ZU ERLEDIGENDE AUFGABEN:
(a) Wo ist die Belehrung laut dem Text über Vernehmungen und Protokolle meist schon vorgedruckt?
(b) Entnimm dem Text über Vernehmungen und Protokolle den Abschnitt von „Mit einer Videoaufzeichnung“ bis einschließlich „sollte er lügen.“.

Ich kann nicht mehr zählen, wie oft mir jemand nachher gesagt hat, er habe das so gar nicht gesagt und mit dem Lesen sei es bei ihm auch nicht soweit her. Er habe einfach da weg gewollt. Kann ich verstehen.
Mit einer Videoaufzeichnung der Aussage, einschließlich der Belehrung, ließen sich manche Fehler vermeiden. Gerade im Bereich der Belehrung, die auf den Vernehmungsprotokollen meist schon vorgedruckt ist, kommt es gar nicht selten zu Fehlern, deren Nachweis allerdings nicht leicht zu führen ist. Der Beamte schwört stets Stein und Bein, er habe korrekt belehrt, der Beschuldigte das Gegenteil. Und dann kommt häufig das lustige Argument, „Warum sollte der Beamte lügen?“. Nun, warum nicht? Vielleicht weil er, wie die meisten Menschen, ungern einen Fehler zugibt? Schon die Aussage, er könne sich genau an die Belehrung erinnern, erscheint mir eher aus dem Reich der Phantasie zu stammen, als aus der Realität. Aber meistens wird ihm halt geglaubt. Warum sollte er lügen.
Dasselbe gilt auch für die Hauptverhandlung beim Landgericht oder OLG. Während die Protokollführenden beim Amtsgericht immerhin noch mehr oder weniger die Aussage des Angeklagten oder Zeugen ins Protokoll schreiben, heißt es beim LG und OLG lapidar: „ der Zeuge X. sagte zur Sache aus.“ Was er ausgesagt hat, steht da nicht. Das notiert sich der Vorsitzende selbst. Wie er das macht, was er aufschreibt und ob das zutreffend ist, kann niemand kontrollieren, da es nicht zum Bestandteil der Akte wird. Er könnte auch Comics malen, einen Einkaufszettel schreiben oder sich gar nichts notieren. Ganz schön doof, wenn der sich etwas notiert hat, was niemand gesagt hat, egal ob absichtlich oder versehentlich und hinterher das Urteil darauf stützt.

GEGEBENE INFORMATIONEN:

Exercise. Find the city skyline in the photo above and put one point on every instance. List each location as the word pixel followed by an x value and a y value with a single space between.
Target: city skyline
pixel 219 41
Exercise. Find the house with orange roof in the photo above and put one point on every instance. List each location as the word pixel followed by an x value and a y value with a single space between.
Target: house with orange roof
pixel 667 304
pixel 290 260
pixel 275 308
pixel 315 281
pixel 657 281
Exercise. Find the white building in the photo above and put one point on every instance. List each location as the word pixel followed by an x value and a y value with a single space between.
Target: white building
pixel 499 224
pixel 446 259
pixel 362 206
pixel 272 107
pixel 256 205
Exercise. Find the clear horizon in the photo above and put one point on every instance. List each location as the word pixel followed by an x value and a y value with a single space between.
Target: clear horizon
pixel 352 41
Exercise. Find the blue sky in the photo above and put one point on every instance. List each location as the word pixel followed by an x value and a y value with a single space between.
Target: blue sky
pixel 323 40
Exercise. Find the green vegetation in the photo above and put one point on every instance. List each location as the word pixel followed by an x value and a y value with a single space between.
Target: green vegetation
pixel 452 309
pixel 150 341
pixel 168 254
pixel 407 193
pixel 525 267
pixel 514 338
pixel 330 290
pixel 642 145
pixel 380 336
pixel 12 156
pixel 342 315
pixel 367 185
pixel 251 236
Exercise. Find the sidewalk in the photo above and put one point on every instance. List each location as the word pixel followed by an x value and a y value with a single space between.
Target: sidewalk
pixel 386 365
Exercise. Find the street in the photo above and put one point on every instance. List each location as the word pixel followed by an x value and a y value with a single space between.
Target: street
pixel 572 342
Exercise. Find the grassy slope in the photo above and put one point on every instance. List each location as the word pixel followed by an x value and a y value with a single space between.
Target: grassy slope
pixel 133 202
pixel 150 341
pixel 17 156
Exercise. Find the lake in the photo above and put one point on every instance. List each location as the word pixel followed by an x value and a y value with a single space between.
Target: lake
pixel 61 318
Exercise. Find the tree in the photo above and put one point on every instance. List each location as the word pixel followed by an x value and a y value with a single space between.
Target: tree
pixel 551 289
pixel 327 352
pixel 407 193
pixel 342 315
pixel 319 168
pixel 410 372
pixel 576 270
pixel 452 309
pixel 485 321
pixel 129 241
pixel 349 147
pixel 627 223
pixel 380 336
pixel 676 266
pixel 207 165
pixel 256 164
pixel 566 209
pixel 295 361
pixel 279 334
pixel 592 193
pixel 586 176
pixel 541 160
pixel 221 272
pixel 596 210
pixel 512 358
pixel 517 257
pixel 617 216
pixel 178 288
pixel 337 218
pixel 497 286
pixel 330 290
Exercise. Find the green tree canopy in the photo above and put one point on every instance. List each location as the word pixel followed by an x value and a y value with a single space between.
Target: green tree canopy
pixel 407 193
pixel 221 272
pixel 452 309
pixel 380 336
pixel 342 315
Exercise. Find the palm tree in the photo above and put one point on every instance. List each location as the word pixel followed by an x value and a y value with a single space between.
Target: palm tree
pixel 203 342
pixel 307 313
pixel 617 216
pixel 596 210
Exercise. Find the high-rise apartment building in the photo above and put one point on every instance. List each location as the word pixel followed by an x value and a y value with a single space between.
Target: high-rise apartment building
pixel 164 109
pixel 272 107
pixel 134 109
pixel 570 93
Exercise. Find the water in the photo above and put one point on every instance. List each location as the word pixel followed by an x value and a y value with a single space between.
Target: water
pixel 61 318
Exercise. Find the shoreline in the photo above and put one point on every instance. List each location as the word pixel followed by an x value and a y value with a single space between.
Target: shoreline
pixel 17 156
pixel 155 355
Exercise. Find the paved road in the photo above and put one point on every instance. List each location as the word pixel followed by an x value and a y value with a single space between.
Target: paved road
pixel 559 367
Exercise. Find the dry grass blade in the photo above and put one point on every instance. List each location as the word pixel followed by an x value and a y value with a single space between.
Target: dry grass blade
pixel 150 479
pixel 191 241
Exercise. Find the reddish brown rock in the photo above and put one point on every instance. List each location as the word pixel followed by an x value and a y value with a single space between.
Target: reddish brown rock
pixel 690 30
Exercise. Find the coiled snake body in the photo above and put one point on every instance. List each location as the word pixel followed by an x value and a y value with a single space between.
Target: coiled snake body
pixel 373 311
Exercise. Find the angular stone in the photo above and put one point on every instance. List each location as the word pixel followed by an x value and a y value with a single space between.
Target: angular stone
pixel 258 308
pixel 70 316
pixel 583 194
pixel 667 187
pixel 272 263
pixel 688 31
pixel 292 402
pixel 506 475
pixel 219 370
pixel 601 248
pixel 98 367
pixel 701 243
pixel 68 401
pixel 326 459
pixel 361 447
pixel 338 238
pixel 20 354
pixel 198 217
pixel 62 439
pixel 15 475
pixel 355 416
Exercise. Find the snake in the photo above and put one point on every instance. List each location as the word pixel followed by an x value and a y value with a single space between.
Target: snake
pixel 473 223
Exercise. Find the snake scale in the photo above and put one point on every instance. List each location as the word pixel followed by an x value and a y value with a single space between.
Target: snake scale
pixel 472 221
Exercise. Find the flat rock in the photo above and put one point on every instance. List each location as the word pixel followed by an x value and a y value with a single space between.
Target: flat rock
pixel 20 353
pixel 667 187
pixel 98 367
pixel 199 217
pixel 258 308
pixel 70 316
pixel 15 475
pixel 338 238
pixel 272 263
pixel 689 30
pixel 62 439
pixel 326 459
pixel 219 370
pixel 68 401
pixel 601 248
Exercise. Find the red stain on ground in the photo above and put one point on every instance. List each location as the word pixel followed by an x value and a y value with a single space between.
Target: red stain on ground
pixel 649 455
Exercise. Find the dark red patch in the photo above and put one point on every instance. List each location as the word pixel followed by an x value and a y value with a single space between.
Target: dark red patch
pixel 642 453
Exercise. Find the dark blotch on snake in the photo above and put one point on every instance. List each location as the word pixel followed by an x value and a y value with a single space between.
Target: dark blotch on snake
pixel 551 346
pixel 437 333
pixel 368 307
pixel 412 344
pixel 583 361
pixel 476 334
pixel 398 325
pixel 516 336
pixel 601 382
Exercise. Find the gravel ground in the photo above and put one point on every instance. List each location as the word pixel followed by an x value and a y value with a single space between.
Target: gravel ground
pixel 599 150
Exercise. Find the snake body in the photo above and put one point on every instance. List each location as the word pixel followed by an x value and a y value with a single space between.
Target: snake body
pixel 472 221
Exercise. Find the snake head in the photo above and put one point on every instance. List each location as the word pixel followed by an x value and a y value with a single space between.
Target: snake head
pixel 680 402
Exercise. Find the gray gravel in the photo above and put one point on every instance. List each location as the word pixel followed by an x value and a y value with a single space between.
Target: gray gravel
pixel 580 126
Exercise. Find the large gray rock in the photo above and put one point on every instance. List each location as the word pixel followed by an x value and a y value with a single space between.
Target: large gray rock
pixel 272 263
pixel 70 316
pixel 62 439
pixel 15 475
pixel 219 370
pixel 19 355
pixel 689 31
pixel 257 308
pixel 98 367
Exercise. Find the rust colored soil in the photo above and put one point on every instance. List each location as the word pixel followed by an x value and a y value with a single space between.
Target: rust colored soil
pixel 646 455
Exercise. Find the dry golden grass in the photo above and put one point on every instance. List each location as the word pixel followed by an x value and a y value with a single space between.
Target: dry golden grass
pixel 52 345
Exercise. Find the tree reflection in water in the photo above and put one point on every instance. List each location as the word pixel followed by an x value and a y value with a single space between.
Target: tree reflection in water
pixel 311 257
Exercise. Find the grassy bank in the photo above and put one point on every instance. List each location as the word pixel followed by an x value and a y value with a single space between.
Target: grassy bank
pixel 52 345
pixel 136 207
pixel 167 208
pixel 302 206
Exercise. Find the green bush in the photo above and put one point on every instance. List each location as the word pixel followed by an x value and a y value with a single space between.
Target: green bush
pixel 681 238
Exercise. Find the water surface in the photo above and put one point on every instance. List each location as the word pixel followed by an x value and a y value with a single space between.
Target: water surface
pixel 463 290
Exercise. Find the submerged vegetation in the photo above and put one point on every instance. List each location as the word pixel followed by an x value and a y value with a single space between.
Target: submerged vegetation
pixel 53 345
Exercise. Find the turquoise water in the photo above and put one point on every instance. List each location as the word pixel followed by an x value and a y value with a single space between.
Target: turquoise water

LÖSUNGEN:
(a) Auf den Vernehmungsprotokollen.

(b)
Mit einer Videoaufzeichnung der Aussage, einschließlich der Belehrung, ließen sich manche Fehler vermeiden. Gerade im Bereich der Belehrung, die auf den Vernehmungsprotokollen meist schon vorgedruckt ist, kommt es gar nicht selten zu Fehlern, deren Nachweis allerdings nicht leicht zu führen ist. Der Beamte schwört stets Stein und Bein, er habe korrekt belehrt, der Beschuldigte das Gegenteil. Und dann kommt häufig das lustige Argument, „Warum sollte der Beamte lügen?“. Nun, warum nicht? Vielleicht weil er, wie die meisten Menschen, ungern einen Fehler zugibt? Schon die Aussage, er könne sich genau an die Belehrung erinnern, erscheint mir eher aus dem Reich der Phantasie zu stammen, als aus der Realität. Aber meistens wird ihm halt geglaubt. Warum sollte er lügen.